### EXTRACT TO READ
Wear of diesel engine inlet valves and seats.

Valve wear has been a serious problem to engine designers and manufacturers for many
years. Although new valve materials and production techniques are constantly being
developed, these advances have been outpaced by demands for increased engine
performance. The drive for reduced oil consumption and exhaust emissions, the phasing
out of leaded petrol, reductions in the sulphur content of diesel fuel and the introduction
of alternative fuels such as gas all have implications for valve and seat insert wear.
The aim of the project has been, through the use of a representative bench test and engine
testing, to diagnose the predominant wear mechanisms in diesel engine inlet valves and
seats. This information was then to be used with other test data to develop a model for
predicting valve recession and other tools to assist in solving valve failure problems.
Test apparatus has been developed that is capable of providing a simulation of the wear
of both inlet valves and seats used in automotive diesel engines. Investigations carried
out using the apparatus have shown that the valve and seat wear problem involves two
distinct mechanisms; impact of the valve on the seat insert on valve closure and sliding
of the valve on the seat under the action of the combustion pressure. Wear has been
shown to increase with valve closing velocity, combustion load and misalignment of the
valve relative to the seat. Lubrication of the valve/seat interface leads to a significant
reduction in valve recession. Valve rotation ensures even wear and promotes debris
removal from the valve/seat interface. During testing it was established that resistance to
impact was the key seat material property determining the amount of recession that
occurred.

### SET OF TASKS
1. Translate into Spanish this sentence from the text on diesel engine valve wear: "Valve rotation ensures even wear and promotes debris removal from the valve/seat interface."
2. Retype the passage of the diesel engine valve wear text from "Wear of diesel" up to and including "valve failure problems.".
3. Continue the text on diesel engine inlet valve and seat wear from the point where it stops.
The records have no role in this work.

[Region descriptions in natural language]
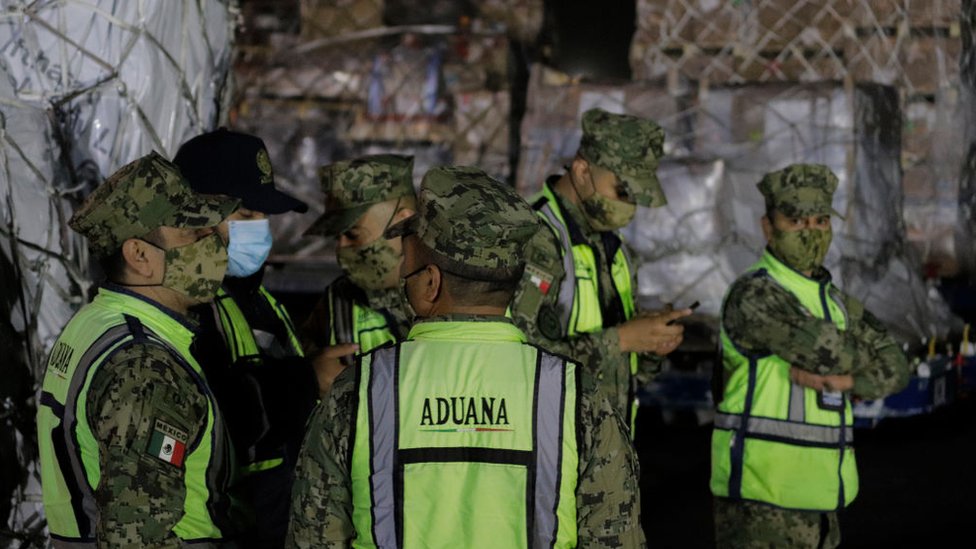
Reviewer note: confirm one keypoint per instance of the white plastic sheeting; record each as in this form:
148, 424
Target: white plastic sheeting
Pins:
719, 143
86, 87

### OUTPUTS IN ORDER
1. La rotación de la válvula asegura un desgaste uniforme y favorece la eliminación de residuos de la interfaz válvula/asiento.

2.
Wear of diesel engine inlet valves and seats.

Valve wear has been a serious problem to engine designers and manufacturers for many
years. Although new valve materials and production techniques are constantly being
developed, these advances have been outpaced by demands for increased engine
performance. The drive for reduced oil consumption and exhaust emissions, the phasing
out of leaded petrol, reductions in the sulphur content of diesel fuel and the introduction
of alternative fuels such as gas all have implications for valve and seat insert wear.
The aim of the project has been, through the use of a representative bench test and engine
testing, to diagnose the predominant wear mechanisms in diesel engine inlet valves and
seats. This information was then to be used with other test data to develop a model for
predicting valve recession and other tools to assist in solving valve failure problems.

3.
A semi-empirical wear model for predicting valve recession has been developed based on
the fundamental mechanisms of wear determined during test work. Model predictions
were compared with engine tests and tests run on the bench test-rig. The model can be
used to give a quantitative prediction of the valve recession to be expected with a
particular material pair or a qualitative assessment of how parameters need to be altered
in order to reduce recession.
Flow charts have also been developed, based on the review of literature, failure analysis
and modelling carried out, to assist in diagnosing and rectifying valve/seat failures and to
help in reducing valve recession by design.
The test apparatus, valve recession model and design tools can be integrated into an
industrial environment in order to help reduce costs and timescales involved in solving
valve/seat wear problems using the current trial and error methods.